» **Written instruction**: Which lines in the data below contain the string "background", with case counting? Gather every such line and copy each one in full.

## start Items

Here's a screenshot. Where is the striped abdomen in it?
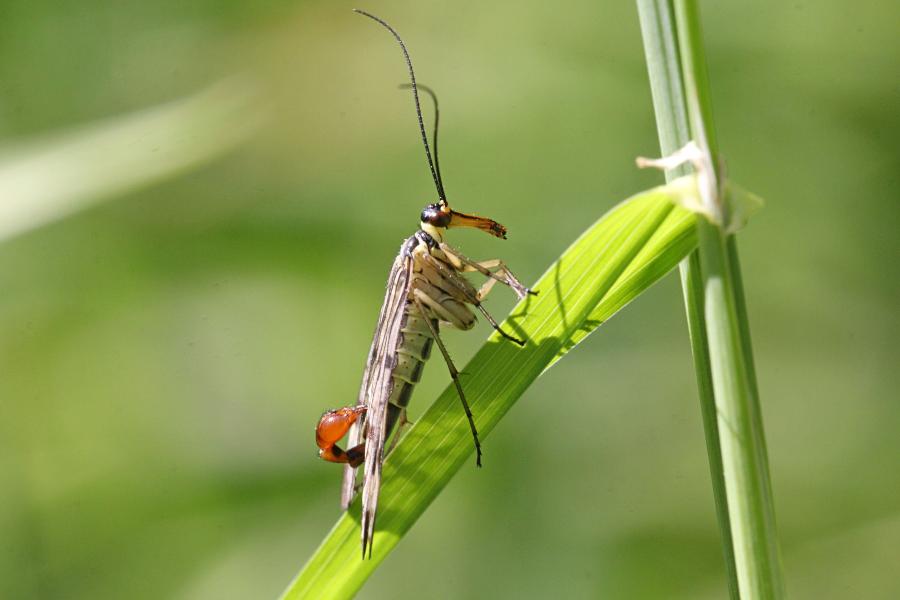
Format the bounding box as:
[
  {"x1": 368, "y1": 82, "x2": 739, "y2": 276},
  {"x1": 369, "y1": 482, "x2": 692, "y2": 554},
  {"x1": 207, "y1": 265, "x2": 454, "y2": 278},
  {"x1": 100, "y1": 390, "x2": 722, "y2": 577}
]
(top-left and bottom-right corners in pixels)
[{"x1": 384, "y1": 302, "x2": 438, "y2": 440}]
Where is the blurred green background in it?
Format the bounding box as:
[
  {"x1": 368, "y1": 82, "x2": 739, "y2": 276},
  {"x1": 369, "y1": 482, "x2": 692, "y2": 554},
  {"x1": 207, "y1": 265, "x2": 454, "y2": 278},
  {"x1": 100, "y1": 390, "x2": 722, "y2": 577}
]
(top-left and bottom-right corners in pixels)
[{"x1": 0, "y1": 0, "x2": 900, "y2": 599}]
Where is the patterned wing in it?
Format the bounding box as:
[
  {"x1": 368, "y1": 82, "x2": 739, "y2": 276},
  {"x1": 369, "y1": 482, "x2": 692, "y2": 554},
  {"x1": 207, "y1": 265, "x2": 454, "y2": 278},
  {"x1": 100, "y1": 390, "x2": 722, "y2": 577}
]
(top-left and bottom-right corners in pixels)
[{"x1": 341, "y1": 237, "x2": 417, "y2": 557}]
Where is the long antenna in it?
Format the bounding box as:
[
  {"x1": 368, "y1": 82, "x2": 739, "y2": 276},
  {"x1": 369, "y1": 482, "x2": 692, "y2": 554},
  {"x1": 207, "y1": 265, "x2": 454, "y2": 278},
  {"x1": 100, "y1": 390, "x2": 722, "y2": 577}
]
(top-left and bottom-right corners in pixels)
[
  {"x1": 400, "y1": 83, "x2": 444, "y2": 198},
  {"x1": 353, "y1": 8, "x2": 447, "y2": 204}
]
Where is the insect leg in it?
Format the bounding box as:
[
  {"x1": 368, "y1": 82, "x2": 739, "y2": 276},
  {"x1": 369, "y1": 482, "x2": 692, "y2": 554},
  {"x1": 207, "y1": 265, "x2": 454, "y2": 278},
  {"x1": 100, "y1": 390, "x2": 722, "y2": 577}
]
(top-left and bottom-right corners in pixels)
[
  {"x1": 413, "y1": 290, "x2": 481, "y2": 467},
  {"x1": 439, "y1": 242, "x2": 537, "y2": 300},
  {"x1": 422, "y1": 254, "x2": 533, "y2": 346}
]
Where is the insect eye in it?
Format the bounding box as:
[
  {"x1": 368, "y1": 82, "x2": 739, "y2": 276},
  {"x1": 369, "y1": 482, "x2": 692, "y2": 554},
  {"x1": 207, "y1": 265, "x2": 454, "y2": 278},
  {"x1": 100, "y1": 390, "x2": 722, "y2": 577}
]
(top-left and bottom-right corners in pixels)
[{"x1": 422, "y1": 204, "x2": 450, "y2": 227}]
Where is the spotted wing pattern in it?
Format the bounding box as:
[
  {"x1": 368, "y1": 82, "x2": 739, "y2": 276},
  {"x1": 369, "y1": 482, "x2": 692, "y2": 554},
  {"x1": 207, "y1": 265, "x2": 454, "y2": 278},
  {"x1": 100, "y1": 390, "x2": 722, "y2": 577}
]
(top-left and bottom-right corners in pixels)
[{"x1": 341, "y1": 236, "x2": 418, "y2": 557}]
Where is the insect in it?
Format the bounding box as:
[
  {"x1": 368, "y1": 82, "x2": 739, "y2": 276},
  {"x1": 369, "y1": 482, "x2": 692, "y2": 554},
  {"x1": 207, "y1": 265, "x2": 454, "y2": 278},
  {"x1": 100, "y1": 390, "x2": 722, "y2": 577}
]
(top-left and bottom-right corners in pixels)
[{"x1": 316, "y1": 10, "x2": 536, "y2": 558}]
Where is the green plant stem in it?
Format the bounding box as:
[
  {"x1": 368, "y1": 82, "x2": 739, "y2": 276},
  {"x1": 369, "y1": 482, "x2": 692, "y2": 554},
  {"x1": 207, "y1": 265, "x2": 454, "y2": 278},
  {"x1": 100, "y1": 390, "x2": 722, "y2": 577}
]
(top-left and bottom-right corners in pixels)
[{"x1": 637, "y1": 0, "x2": 783, "y2": 598}]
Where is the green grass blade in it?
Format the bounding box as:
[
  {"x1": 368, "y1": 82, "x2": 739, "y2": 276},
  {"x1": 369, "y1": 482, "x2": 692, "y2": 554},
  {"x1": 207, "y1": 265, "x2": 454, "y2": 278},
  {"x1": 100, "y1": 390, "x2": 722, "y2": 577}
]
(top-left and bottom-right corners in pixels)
[
  {"x1": 283, "y1": 188, "x2": 696, "y2": 599},
  {"x1": 637, "y1": 0, "x2": 739, "y2": 600}
]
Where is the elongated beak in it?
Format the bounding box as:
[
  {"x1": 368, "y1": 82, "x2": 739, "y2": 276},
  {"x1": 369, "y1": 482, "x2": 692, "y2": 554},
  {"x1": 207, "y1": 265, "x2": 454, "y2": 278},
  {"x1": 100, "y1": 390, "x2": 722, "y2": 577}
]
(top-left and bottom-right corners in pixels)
[{"x1": 447, "y1": 210, "x2": 506, "y2": 240}]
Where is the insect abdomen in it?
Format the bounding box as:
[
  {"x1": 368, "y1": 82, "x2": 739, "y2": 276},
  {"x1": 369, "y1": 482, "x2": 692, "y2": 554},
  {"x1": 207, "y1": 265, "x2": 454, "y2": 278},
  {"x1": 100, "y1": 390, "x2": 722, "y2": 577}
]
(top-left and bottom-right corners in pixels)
[{"x1": 385, "y1": 304, "x2": 438, "y2": 440}]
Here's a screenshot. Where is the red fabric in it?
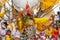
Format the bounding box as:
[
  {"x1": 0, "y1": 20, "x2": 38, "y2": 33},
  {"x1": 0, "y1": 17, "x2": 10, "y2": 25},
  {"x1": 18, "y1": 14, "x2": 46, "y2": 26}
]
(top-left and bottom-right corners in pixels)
[
  {"x1": 53, "y1": 30, "x2": 58, "y2": 37},
  {"x1": 26, "y1": 4, "x2": 30, "y2": 9}
]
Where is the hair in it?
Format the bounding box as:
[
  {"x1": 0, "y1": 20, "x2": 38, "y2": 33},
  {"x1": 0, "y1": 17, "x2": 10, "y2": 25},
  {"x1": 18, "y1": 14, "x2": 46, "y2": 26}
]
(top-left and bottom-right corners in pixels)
[{"x1": 4, "y1": 22, "x2": 8, "y2": 28}]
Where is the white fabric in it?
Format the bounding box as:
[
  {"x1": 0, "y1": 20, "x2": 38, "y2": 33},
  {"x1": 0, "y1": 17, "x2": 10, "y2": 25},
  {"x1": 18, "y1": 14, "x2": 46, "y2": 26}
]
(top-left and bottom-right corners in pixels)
[{"x1": 13, "y1": 0, "x2": 39, "y2": 11}]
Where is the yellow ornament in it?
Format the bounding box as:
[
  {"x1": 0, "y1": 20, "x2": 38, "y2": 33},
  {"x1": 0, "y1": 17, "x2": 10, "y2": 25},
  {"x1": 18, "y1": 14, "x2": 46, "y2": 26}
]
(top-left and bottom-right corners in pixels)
[
  {"x1": 0, "y1": 0, "x2": 8, "y2": 6},
  {"x1": 39, "y1": 0, "x2": 57, "y2": 10},
  {"x1": 34, "y1": 17, "x2": 49, "y2": 23},
  {"x1": 0, "y1": 10, "x2": 5, "y2": 17}
]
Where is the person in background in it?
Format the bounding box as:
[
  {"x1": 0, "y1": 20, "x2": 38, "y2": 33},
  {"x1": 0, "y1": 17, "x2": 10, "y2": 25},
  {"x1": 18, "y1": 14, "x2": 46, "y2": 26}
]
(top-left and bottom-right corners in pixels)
[
  {"x1": 5, "y1": 30, "x2": 12, "y2": 40},
  {"x1": 12, "y1": 27, "x2": 20, "y2": 40},
  {"x1": 53, "y1": 24, "x2": 59, "y2": 40},
  {"x1": 0, "y1": 24, "x2": 6, "y2": 40},
  {"x1": 45, "y1": 27, "x2": 53, "y2": 39}
]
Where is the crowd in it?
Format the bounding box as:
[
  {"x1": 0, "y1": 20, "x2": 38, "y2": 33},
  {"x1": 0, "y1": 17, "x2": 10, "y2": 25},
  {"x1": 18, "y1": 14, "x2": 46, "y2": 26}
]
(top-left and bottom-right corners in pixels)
[{"x1": 0, "y1": 20, "x2": 60, "y2": 40}]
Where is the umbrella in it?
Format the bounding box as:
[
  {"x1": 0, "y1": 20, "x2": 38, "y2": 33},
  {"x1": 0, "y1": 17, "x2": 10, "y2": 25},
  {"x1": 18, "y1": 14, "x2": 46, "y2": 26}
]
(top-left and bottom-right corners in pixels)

## end Items

» **Finished answer**:
Where is the blurred green background in it?
Where is the person in background in it?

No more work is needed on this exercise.